> **Texte choisi**:
<<<<

Loin de la Corse idéalisée pour les touristes, la jeunesse de l’île tente de trouver sa route et de construire une vie où la violence morale et physique s’invite parfois. Stéphane a quitté sa terre natale pour ne pas mourir, sous le poids des menaces. Il se réfugie à la capitale, loin de son passé de militant et de la lutte des différentes tendances. La mort de Christophe de manière violente, un ami d’enfance, un vieux camarade de route, de tous ses combats d’avant la fuite. Le sang appelle le sang, la vengeance devient comme un gène, après l’enterrement, il faudra solder les comptes. Est-ce si facile de quitter sa planque pour de nouveau s’exposer aux grands jours en sachant que la mort vous guette à chaque pas ? Il existe des liens qui sont au-dessus de tout cela. C’est l’occasion pour Stéphane de remonter le temps, de revoir ce jeune garçon, petit bourgeois promis à un avenir bien sage. C’est la bande et ses coups à la petite semaine, c’est la rencontre avec un chef militant porté par un discours engagé sur la terre et les liens du sang poussant les jeunes dans la radicalisation politique. 1997, le mouvement sort de l’ombre, la bande oublie la délinquance pour la lutte politique. C’est la longue route qui enfle de plus en plus, petit torrent de montagne emporté dans sa chute qui ne s’arrête pas. À la fin il ne reste qu’une gagnante, la mort.
« Aujourd’hui qu’est-ce que tu peux faire de bien dans ta vie. Te battre pour ton île et pour ton peuple. »
Après les Apaches Thierry de Peretti, déjà en Corse, s’inspire de l’histoire de Nicolas Montigny, un jeune militant nationaliste assassiné à Bastia en 2001. Une vie violente est d’abord la quête d’un jeune garçon qui se laisse emporter dans un chemin de violence au nom de son amour pour son île. C’est aussi la complexité de la Corse que nous explique le réalisateur à travers le regard de Stéphane. Une route complexe où la terre et le sang semblent tresser les fils d’une histoire qui touche au cœur et à l’âme. Nous comprenons dans un premier temps qu’il est bien difficile de trouver un sens, une origine dans ses méandres compliqués. Il faudra être attentif aux différents mouvements, opportunités qui dévoilent de nouvelles pistes qui finissent par égarer le néophyte.
Une certitude apparaît, la chose est si complexe qu’un seul film ne suffirait pas à en démonter les rouages. Pourtant tout en nous proposant une histoire nous rappelant les tragédies grecques où l’honneur, les liens tissés avec les autres, la terre et l’amour deviennent l’essentiel pour bâtir une vie. On ne meurt pas pour des futilités, mais pour garder l’honneur de l’histoire de nos pères. C’est une histoire d’hommes où les femmes s’effacent dans l’ombre, gardiennes du foyer et des enfants. La violence éclate, explose au sens propre et figuré, la parole demeure aussi importante, elle bâtit le terreau où la graine peut pousser. Elle choisit le chant des armes ou des urnes, l’éternelle question entre une lutte armée sans pitié et celle qui passe par le dialogue. Le choix des acteurs, souvent de jeunes inconnus, corses, est judicieux et leur permet de livrer une partition qu’ils connaissent de loin ou de près.

>>>>

> **Exercices à faire**:
A. Restituez sans rien changer le passage de la critique du film Une vie violente qui commence à « Après les Apaches » et se termine à « égarer le néophyte. ».
B. Relevez tous les noms propres de personnes ou de personnages qui figurent dans la critique du film Une vie violente.
C. Rédigez la suite de la critique du film Une vie violente, à partir de sa dernière phrase.

> **Entrées extraites**:
<<<<

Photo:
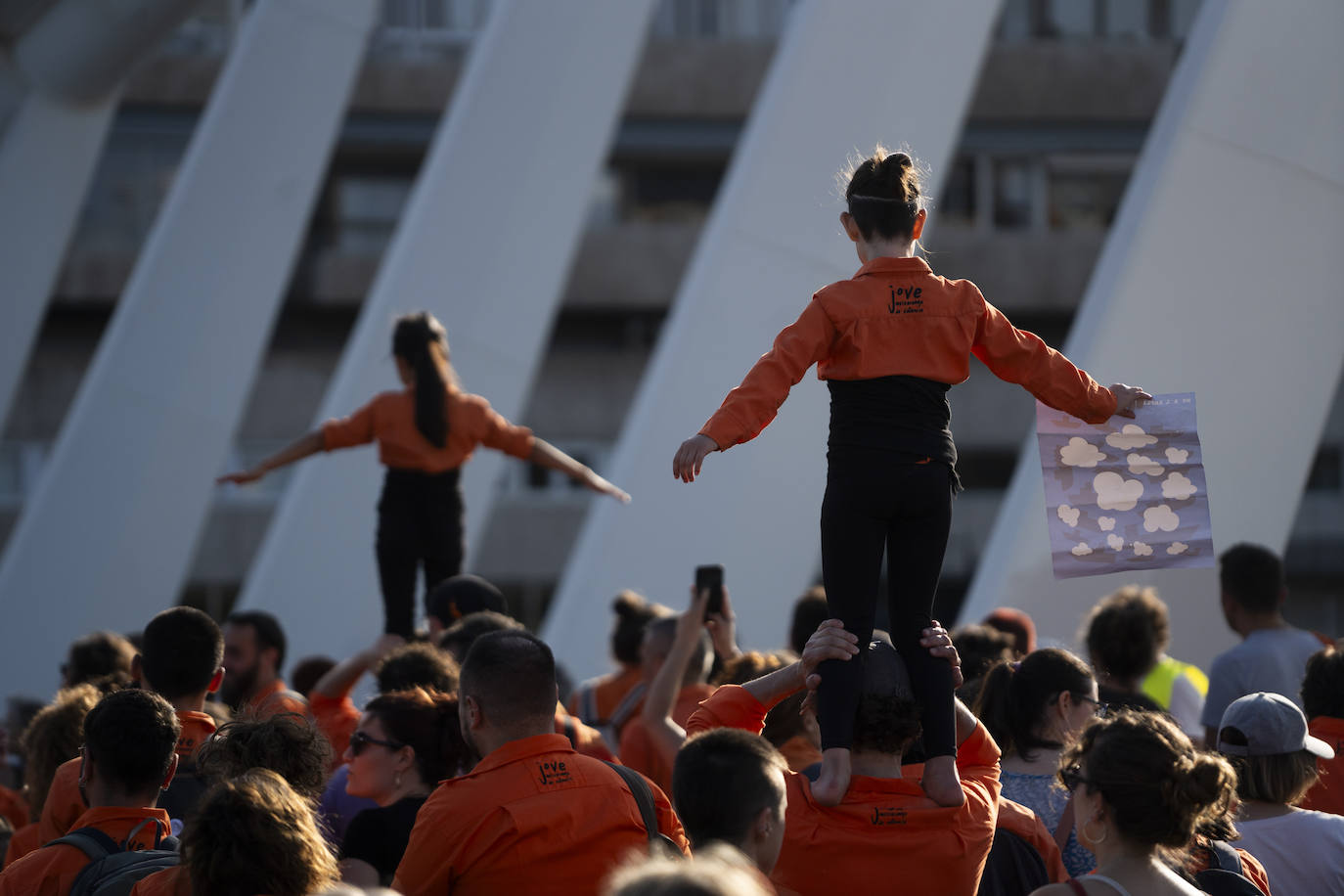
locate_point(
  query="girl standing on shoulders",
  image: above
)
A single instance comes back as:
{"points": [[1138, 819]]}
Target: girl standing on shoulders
{"points": [[890, 342], [425, 434]]}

>>>>

> **Réponses aux exercices**:
A.
Après les Apaches Thierry de Peretti, déjà en Corse, s’inspire de l’histoire de Nicolas Montigny, un jeune militant nationaliste assassiné à Bastia en 2001. Une vie violente est d’abord la quête d’un jeune garçon qui se laisse emporter dans un chemin de violence au nom de son amour pour son île. C’est aussi la complexité de la Corse que nous explique le réalisateur à travers le regard de Stéphane. Une route complexe où la terre et le sang semblent tresser les fils d’une histoire qui touche au cœur et à l’âme. Nous comprenons dans un premier temps qu’il est bien difficile de trouver un sens, une origine dans ses méandres compliqués. Il faudra être attentif aux différents mouvements, opportunités qui dévoilent de nouvelles pistes qui finissent par égarer le néophyte.

B. Stéphane, Christophe, Thierry de Peretti, Nicolas Montigny

C.
Dans la dernière partie, cette assemblée de femmes, chœur antique scandant la voie du malheur auquel nul n’échappe, pleure le destin d’une vie éphémère sur laquelle elles ne peuvent qu’offrir leurs larmes en pénitence à la perte d’un fils, d’un mari. Une vie violente nous éclaire sur la Corse et cette incapacité à sortir pour l’instant de la voie du sang versé. Nous comprenons mieux la complexité politique de cette île et combien la question se réglera sur le long terme, si nous apprenons à oublier nos images utopiques pour accepter celles de la réalité. Il reste le voyage universel d’un jeune homme plein de promesses, qui ne verra jamais ses rêves se concrétiser car la mort les rattrape à la vitesse d’une balle.
Patrick Van Langhenhoven
Bonus vidéo:
7 scènes coupées
making-of sur le tournage
entretien du réalisateur (53min)
« Lutte Jeunesse » de Thierry de Peretti (57min)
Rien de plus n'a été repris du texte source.